>> start

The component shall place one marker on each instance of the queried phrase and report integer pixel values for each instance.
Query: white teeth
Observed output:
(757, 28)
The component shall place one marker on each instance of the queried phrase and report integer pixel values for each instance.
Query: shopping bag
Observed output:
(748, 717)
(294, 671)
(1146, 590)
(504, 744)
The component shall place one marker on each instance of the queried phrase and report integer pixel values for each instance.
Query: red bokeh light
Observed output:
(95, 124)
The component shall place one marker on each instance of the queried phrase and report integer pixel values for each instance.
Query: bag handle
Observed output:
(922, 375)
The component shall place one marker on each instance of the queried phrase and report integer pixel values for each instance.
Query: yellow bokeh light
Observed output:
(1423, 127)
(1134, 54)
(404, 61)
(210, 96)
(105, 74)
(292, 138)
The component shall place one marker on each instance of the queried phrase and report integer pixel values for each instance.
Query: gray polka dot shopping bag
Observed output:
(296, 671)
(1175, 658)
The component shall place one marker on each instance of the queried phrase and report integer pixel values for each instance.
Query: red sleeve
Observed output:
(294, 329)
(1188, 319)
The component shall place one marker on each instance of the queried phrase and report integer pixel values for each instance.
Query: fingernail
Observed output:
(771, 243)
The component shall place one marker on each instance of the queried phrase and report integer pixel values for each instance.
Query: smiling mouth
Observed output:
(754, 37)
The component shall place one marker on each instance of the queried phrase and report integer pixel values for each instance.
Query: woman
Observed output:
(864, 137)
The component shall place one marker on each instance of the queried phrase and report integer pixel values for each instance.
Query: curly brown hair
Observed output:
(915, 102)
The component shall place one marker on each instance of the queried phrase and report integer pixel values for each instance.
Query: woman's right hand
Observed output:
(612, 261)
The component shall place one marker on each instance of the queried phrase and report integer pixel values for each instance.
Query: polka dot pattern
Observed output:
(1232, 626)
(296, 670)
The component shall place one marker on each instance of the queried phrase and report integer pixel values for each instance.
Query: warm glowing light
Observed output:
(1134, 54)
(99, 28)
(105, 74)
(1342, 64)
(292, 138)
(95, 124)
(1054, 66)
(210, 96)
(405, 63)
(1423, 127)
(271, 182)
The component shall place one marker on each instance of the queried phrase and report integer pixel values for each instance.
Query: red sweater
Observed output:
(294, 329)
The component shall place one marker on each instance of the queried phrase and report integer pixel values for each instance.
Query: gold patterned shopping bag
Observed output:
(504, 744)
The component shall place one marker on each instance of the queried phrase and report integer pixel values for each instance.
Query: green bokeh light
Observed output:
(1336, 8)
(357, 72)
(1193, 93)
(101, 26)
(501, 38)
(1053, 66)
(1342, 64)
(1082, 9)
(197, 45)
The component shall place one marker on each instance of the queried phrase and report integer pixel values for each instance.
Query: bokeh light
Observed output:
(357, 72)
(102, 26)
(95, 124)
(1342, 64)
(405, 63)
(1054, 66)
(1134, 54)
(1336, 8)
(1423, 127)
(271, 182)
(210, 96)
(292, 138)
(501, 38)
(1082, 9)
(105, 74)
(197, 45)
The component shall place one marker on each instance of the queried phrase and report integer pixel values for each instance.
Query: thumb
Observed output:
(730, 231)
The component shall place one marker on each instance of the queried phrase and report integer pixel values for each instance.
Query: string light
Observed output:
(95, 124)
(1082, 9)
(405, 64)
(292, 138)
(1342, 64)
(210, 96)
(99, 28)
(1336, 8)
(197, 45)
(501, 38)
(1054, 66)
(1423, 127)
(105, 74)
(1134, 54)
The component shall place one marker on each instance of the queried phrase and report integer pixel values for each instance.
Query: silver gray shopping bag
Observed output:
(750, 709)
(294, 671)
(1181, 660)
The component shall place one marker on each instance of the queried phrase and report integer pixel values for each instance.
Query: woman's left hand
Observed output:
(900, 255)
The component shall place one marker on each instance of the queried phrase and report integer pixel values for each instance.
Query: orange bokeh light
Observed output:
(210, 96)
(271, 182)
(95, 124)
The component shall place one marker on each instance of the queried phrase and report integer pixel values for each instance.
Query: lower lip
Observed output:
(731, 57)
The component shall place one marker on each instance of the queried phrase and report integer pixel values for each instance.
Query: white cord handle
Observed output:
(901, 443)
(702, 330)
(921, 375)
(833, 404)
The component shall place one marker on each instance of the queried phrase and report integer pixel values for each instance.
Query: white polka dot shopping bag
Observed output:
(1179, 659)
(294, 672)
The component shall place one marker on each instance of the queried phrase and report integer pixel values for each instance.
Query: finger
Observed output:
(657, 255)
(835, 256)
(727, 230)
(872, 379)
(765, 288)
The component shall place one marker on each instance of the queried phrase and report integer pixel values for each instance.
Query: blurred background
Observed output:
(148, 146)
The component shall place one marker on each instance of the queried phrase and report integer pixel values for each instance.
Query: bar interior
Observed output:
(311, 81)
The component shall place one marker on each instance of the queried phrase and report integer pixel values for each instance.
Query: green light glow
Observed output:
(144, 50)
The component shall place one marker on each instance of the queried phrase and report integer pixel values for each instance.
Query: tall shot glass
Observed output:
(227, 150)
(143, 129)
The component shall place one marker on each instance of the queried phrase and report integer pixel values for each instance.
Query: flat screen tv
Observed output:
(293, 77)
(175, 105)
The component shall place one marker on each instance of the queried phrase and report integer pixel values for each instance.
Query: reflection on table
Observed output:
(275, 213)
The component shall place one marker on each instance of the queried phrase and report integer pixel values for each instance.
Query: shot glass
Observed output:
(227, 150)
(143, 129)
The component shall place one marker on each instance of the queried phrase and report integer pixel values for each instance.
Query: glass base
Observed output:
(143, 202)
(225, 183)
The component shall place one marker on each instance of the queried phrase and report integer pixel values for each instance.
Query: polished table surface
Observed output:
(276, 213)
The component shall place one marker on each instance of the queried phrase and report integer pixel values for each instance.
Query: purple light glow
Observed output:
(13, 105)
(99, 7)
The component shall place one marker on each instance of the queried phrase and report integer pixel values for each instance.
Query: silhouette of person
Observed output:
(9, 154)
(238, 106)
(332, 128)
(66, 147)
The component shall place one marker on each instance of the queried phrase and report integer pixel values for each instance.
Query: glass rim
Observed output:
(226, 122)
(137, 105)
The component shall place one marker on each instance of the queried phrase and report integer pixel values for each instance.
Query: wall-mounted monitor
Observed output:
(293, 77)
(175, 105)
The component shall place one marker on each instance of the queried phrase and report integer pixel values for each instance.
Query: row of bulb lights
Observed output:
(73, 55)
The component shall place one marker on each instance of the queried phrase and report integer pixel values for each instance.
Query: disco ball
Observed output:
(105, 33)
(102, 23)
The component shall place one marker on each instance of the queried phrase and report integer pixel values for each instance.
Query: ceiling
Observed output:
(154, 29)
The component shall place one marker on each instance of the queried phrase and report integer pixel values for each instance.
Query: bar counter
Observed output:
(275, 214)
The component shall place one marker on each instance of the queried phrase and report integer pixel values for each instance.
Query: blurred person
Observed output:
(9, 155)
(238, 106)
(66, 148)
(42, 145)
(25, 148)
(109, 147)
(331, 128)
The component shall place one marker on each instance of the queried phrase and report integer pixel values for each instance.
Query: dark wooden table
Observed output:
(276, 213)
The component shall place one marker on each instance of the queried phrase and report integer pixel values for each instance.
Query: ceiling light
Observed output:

>> end

◆ **WHAT IS NEEDED**
Update every entry above by replacing "component" with "module" wherever it occurs. Keep everything else unchanged.

◆ **COMPLETED TASK**
The module shall place one marker on each instance of the queried phrase and report integer pixel values for each instance.
Query: white teeth
Observed output:
(757, 28)
The module shall place one marker on each instance of the queried phrase and report integer pixel values for each instance.
Query: shopping bag
Observed output:
(748, 717)
(294, 671)
(1146, 590)
(504, 744)
The module shall place one marker on each instance of the queried phrase and report integer pixel values for each instance.
Query: red bokeh light
Observed output:
(95, 124)
The module shall place one marker on each instance of the queried phrase and report integer pixel values for each instance.
Query: bag handle
Observed output:
(922, 375)
The module shall place one marker on each instance of the queried phrase and report integer pixel values for each instance.
Query: yellow bokeh light
Observed output:
(1423, 127)
(1134, 54)
(404, 61)
(210, 96)
(105, 74)
(292, 138)
The module shall place one marker on each instance of the queried phrase and report integer pixel values for each instance.
Query: gray polka dot shopping bag
Observed output:
(296, 671)
(1175, 658)
The module shall place one marker on each instance of the queried phrase and report integer pixel values for each instance.
Query: red sleeve
Observed output:
(294, 329)
(1188, 319)
The module shall place one marker on each instance of the queried phrase and report integer pixel values for each instance.
Query: fingernail
Observed output:
(771, 243)
The module shall place one marker on each instance of the queried phrase and report integer pixel values for each instance.
Query: smiling mouth
Observed output:
(754, 37)
The module shall place one marker on each instance of the queried phrase and report integer pixel values for each instance.
Query: woman
Observed output:
(864, 137)
The module shall place one marker on each instance of the queried phrase and report integer pixel values for each instance.
Query: curly brown hair
Observed output:
(915, 102)
The module shall place one marker on each instance of the queried phrase and report integer pixel values for each instance.
Query: woman's right hand
Observed output:
(612, 261)
The module shall place one marker on each instance of the queried phrase and report integer pixel values for each instance.
Query: polka dot pattern
Observed output:
(1232, 626)
(296, 670)
The module shall place one marker on each instance of the queried phrase and report integer pixel values for each instance.
Query: warm glowing light
Observed output:
(1134, 54)
(99, 28)
(105, 74)
(1342, 64)
(292, 138)
(95, 124)
(1054, 66)
(210, 96)
(405, 63)
(1423, 127)
(271, 182)
The module shall place one marker on each instance of the queried phrase and report integer pixel values for each instance.
Query: red sweater
Observed output:
(294, 329)
The module shall place one marker on each instance of the queried phrase and report integer pixel values for each instance.
Query: gold patterned shopping bag
Observed output:
(504, 744)
The module shall place one marker on each instance of the queried phrase and report integer pixel values for each instance.
Query: green bokeh light
Observed output:
(1336, 8)
(357, 72)
(1193, 93)
(101, 26)
(501, 38)
(1053, 66)
(1342, 64)
(1082, 9)
(197, 45)
The module shall place one marker on each instance of the queried phrase and report integer pixel values for each instance.
Query: bokeh light
Observed output:
(357, 72)
(102, 26)
(95, 124)
(1342, 64)
(405, 63)
(1054, 66)
(1134, 54)
(1336, 8)
(1423, 127)
(271, 182)
(210, 96)
(292, 138)
(501, 38)
(1082, 9)
(105, 74)
(197, 45)
The module shall place one marker on each instance of the queried phrase and report integer pixel values for each instance.
Query: thumb
Observed output:
(730, 231)
The module shall place one marker on each instance of the queried phrase and report integer pixel values for each instance.
Query: string light
Observed output:
(95, 124)
(1082, 9)
(405, 64)
(292, 138)
(1342, 64)
(210, 96)
(99, 28)
(1336, 8)
(197, 45)
(501, 38)
(1054, 66)
(1423, 127)
(105, 74)
(1134, 54)
The module shall place one marker on each instance of the queried phrase and report integer pixel values for each instance.
Query: silver gray shopping bag
Observed output:
(750, 709)
(294, 671)
(1181, 660)
The module shall place one marker on each instance of the queried phrase and report integer pixel values for each instance.
Query: woman's left hand
Observed output:
(900, 255)
The module shall place one marker on each instance of the queried phrase and report integer pixel values for each instance.
Query: orange bokeh light
Observed output:
(210, 96)
(271, 182)
(95, 124)
The module shall place one marker on each instance of the queried phrase and report integer pixel values for each instance.
Query: lower lip
Observed output:
(731, 57)
The module shall place one marker on each instance of the queried phrase and report integer pixel values for each instance.
Query: white cord handle
Observed output:
(901, 443)
(702, 330)
(921, 375)
(833, 404)
The module shall place one marker on each instance of the queried phrase and report integer pixel values for each instance.
Query: white polka dot shopping bag
Observed output:
(1179, 659)
(294, 672)
The module shall place one marker on each instance of the queried phrase and report integer pixel values for each instance.
Query: finger
Observed output:
(657, 255)
(835, 256)
(727, 230)
(872, 379)
(765, 288)
The module shall place one marker on each instance of the queried phrase and report integer pixel values for each instance.
Query: blurred background
Observed output:
(148, 146)
The module shall place one marker on each instance of the queried phrase and report integer pixel values for each instance.
Query: bar interior
Observed output:
(311, 81)
The module shall place one marker on each instance of the queried phrase and report integer pixel values for each instance.
Query: green light glow
Observed output:
(144, 50)
The module shall place one marker on each instance of the queried phrase and report integer pixel values for each instance.
Query: tall shot glass
Observed output:
(227, 150)
(143, 129)
The module shall place one marker on each instance of the queried phrase and report integer pixel values for each instance.
Query: flat screen tv
Observed output:
(293, 77)
(175, 105)
The module shall place one marker on each instance of the queried phrase and report integer pixel values for each instance.
Query: reflection on table
Observed output:
(275, 213)
The module shall place one marker on each instance of the queried phrase and report integer pixel values for each instance.
Query: shot glass
Observed output:
(227, 150)
(143, 129)
The module shall place one marker on each instance of the queried phrase and report integer pixel values for each instance.
Query: glass base
Observed output:
(143, 202)
(225, 183)
The module shall place one marker on each instance of the queried phrase and report integer pixel values for each instance.
Query: polished table surface
Observed output:
(276, 213)
The module shall place one marker on each instance of the queried phrase and report integer pixel values for each instance.
Query: purple light glow
Observed output:
(13, 105)
(99, 7)
The module shall place one marker on each instance of the queried phrase and report integer pixel values for each instance.
Query: silhouette of person
Observed output:
(9, 154)
(238, 106)
(332, 128)
(66, 147)
The module shall place one marker on each instance of the queried phrase and report integer pixel values for each instance.
Query: glass rim
Observed output:
(226, 122)
(137, 105)
The module shall place one marker on each instance of the queried phrase and report integer pixel values for each instance.
Query: wall-mounted monitor
Observed output:
(293, 77)
(175, 105)
The module shall place one marker on each instance of the queried phrase and report integer pixel values for each instance.
Query: row of bulb lights
Observed output:
(73, 55)
The module shall place one marker on each instance of the queried phrase and report integer pixel values for each instance.
Query: disco ball
Observed output:
(105, 33)
(102, 23)
The module shall place one marker on each instance of the queried phrase and report integer pixel values for each instance.
Query: ceiling
Observed output:
(154, 29)
The module shall place one marker on each instance of the queried phrase and report integer pixel values for each instance.
Query: bar counter
Observed output:
(275, 214)
The module shall place one marker on each instance of the queried phrase and report integer pixel values for each instance.
Query: blurred person
Observed output:
(9, 155)
(238, 106)
(66, 148)
(42, 145)
(25, 148)
(109, 147)
(331, 128)
The module shall place one marker on each instance of the queried phrase and report integer pixel values for each instance.
Query: dark wooden table
Observed output:
(276, 213)
The module shall place one marker on each instance of the queried phrase and report integer pixel values for each instance.
Query: ceiling light
Observed output:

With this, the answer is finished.